- [What you are asked to do] Which lines below contain the word "eyeglasses"? List each of those lines in full.

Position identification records
++++++++++++++++++++

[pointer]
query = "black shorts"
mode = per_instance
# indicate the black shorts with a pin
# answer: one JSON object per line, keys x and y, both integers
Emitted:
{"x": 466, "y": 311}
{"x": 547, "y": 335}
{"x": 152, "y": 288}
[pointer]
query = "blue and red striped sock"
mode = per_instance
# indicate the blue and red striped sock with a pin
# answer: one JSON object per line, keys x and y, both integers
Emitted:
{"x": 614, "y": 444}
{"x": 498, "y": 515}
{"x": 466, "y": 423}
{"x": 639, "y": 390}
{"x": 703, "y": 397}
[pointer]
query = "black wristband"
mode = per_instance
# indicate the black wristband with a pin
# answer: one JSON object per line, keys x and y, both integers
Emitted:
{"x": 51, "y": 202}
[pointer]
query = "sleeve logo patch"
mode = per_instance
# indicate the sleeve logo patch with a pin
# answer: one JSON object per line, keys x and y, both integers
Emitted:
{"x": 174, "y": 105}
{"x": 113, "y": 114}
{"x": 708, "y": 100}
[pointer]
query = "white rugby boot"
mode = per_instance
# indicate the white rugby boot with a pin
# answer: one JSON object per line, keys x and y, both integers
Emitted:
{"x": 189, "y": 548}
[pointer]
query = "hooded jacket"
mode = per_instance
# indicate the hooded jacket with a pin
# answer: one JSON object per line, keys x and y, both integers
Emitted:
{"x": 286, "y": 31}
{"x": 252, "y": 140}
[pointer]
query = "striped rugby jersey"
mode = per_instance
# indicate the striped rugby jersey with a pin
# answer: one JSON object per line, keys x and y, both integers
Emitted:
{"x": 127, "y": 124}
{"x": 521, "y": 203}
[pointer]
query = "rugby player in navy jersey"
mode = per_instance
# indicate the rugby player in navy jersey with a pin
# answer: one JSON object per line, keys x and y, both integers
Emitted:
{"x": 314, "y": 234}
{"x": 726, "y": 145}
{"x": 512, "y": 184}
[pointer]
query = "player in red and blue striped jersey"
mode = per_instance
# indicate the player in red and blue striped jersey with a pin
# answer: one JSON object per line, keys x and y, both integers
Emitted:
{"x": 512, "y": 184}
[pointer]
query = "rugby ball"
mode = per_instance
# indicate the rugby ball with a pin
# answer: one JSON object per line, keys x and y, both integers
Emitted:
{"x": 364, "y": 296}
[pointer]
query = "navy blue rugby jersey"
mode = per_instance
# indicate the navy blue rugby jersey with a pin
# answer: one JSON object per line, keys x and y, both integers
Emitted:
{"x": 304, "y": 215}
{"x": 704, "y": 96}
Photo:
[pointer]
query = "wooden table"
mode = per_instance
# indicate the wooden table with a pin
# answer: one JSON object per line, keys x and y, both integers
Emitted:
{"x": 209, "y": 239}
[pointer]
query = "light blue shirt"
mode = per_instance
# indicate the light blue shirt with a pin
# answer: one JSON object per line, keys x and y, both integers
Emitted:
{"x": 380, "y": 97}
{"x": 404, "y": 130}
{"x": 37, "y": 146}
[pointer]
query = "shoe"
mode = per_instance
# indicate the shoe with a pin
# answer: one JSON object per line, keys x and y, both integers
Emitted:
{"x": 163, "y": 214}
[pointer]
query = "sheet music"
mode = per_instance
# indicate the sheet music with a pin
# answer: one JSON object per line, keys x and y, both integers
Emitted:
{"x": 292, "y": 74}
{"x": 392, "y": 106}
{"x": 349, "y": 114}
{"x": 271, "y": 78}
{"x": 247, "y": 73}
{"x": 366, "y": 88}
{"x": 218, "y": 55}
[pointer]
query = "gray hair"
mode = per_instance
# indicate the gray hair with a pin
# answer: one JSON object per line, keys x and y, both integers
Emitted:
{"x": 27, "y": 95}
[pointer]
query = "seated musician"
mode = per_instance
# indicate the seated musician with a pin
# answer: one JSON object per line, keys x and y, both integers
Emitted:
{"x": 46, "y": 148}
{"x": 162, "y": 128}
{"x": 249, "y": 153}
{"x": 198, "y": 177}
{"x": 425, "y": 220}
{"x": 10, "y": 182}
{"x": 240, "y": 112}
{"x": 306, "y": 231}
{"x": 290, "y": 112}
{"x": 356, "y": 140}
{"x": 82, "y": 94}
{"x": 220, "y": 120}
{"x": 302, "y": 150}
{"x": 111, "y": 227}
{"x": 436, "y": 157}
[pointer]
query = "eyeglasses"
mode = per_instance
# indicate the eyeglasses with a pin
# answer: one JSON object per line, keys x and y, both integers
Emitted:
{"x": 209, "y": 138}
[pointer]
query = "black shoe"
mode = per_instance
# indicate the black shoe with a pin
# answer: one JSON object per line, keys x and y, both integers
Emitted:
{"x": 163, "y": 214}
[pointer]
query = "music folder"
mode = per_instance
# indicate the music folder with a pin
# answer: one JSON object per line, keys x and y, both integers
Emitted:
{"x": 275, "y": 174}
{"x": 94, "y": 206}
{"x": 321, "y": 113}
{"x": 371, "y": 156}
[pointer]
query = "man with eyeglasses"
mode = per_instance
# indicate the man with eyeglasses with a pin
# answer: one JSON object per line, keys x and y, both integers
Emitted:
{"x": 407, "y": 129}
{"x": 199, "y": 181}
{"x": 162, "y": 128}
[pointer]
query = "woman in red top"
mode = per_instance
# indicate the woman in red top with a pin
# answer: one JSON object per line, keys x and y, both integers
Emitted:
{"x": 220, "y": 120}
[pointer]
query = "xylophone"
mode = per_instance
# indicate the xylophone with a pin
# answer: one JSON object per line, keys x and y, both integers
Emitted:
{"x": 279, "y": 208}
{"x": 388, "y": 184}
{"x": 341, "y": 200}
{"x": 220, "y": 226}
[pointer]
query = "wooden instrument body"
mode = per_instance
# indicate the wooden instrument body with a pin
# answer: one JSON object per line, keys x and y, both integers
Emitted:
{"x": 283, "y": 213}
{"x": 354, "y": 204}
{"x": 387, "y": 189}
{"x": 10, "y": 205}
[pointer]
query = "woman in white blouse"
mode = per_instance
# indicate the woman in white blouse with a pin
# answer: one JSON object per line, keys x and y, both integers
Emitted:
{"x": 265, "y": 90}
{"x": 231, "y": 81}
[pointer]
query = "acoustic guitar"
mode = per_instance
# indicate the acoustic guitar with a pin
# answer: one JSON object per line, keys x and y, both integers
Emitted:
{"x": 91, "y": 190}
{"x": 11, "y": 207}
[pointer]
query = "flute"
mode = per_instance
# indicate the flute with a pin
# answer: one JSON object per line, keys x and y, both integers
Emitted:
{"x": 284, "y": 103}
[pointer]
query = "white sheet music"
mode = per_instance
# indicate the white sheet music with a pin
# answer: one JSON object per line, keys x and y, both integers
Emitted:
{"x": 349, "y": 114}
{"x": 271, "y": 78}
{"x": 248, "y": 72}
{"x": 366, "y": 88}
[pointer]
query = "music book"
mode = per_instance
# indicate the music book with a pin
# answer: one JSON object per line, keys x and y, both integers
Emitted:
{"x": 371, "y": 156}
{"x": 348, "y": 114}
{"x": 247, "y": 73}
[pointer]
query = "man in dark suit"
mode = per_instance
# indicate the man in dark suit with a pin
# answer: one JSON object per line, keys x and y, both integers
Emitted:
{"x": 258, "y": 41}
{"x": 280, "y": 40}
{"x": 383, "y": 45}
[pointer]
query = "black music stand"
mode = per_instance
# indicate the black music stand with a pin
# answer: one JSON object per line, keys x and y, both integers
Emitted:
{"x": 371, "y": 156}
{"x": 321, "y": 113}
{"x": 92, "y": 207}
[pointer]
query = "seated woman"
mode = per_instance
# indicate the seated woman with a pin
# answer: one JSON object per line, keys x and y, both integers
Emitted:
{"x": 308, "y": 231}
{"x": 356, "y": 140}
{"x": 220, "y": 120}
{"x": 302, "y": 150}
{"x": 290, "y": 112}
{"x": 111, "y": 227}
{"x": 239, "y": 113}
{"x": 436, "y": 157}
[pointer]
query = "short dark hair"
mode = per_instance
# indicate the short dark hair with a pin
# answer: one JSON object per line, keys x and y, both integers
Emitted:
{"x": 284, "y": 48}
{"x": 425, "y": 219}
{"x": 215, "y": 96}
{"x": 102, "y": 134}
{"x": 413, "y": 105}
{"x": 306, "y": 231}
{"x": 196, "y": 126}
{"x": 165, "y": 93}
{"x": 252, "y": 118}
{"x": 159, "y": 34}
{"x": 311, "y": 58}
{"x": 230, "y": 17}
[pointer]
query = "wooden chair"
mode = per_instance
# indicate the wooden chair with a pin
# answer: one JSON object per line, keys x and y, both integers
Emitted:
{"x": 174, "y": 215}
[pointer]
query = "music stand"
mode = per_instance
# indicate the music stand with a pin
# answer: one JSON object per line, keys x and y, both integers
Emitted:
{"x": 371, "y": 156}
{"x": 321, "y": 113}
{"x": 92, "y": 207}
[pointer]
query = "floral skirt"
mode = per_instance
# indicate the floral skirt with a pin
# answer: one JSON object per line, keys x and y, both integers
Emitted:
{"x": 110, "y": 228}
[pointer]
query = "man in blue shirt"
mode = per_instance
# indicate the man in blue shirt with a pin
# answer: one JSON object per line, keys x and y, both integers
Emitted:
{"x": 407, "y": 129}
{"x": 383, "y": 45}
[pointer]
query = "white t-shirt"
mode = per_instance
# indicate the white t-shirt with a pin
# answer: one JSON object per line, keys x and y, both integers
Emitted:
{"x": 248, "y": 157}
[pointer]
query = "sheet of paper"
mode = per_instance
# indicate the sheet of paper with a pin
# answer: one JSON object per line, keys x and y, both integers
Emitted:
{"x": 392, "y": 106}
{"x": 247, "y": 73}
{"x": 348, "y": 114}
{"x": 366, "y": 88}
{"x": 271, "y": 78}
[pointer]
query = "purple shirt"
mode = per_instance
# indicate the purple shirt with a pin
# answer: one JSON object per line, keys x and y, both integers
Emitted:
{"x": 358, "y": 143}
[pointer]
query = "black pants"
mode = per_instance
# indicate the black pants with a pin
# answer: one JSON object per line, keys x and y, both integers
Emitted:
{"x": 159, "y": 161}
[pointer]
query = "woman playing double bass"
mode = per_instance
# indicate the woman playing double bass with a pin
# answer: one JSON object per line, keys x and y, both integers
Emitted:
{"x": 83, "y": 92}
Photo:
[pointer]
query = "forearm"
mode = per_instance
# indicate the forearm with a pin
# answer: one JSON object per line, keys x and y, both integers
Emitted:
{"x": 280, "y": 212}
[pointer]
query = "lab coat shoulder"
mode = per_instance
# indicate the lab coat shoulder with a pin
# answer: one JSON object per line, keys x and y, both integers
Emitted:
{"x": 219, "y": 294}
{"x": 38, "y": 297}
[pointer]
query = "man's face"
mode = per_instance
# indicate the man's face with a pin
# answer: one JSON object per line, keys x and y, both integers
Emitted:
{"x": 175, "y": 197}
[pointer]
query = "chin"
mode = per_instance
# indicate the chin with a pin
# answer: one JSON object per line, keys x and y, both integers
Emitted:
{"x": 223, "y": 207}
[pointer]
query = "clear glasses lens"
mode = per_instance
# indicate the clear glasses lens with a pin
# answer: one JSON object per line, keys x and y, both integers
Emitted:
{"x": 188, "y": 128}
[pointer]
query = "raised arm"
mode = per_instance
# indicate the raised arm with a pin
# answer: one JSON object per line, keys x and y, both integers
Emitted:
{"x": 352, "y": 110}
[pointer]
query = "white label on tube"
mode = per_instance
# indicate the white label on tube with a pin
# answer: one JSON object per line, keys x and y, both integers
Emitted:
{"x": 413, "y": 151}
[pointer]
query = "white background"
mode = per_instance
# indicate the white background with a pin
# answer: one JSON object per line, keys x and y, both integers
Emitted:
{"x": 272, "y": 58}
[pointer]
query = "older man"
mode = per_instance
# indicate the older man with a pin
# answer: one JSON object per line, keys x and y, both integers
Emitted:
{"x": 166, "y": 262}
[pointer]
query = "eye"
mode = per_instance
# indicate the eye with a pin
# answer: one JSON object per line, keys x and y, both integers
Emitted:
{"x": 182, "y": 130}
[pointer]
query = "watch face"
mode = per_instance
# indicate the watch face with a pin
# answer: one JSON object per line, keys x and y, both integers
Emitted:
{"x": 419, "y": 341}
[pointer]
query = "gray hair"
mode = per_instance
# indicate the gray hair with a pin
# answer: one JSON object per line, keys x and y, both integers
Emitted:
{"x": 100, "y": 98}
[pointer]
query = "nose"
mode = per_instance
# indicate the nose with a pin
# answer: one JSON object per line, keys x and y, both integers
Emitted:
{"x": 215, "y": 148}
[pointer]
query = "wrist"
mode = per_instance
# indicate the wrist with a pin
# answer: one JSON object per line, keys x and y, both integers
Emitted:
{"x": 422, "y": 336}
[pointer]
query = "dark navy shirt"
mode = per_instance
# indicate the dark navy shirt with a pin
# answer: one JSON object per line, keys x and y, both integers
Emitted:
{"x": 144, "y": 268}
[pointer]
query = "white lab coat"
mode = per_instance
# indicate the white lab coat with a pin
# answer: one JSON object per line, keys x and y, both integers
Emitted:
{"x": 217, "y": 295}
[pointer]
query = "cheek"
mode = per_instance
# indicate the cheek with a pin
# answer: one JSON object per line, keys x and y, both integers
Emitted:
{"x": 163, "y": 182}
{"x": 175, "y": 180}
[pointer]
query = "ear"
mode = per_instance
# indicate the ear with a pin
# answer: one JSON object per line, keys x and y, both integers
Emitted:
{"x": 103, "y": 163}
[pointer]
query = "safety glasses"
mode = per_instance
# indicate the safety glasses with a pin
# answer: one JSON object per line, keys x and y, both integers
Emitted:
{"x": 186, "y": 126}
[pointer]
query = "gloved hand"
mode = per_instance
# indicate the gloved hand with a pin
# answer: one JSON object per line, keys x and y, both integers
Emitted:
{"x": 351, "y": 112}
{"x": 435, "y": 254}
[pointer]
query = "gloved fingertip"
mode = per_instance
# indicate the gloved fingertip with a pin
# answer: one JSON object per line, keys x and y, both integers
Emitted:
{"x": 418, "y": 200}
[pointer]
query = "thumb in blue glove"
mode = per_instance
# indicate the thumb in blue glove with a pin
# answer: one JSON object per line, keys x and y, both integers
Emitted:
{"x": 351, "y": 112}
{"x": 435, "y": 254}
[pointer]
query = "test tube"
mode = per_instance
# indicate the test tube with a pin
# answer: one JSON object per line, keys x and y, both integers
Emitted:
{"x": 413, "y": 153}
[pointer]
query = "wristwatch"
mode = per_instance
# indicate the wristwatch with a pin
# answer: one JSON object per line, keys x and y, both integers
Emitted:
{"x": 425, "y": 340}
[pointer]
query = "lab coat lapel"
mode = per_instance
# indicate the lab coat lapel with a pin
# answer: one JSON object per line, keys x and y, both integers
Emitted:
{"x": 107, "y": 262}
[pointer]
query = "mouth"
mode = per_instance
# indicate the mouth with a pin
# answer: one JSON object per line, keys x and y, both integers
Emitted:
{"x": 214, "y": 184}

++++++++++++++++++++

- [Solved exercise]
query = "eyeglasses"
# indicate the eyeglasses with a pin
query = "man with eyeglasses"
# indicate the man with eyeglasses with a pin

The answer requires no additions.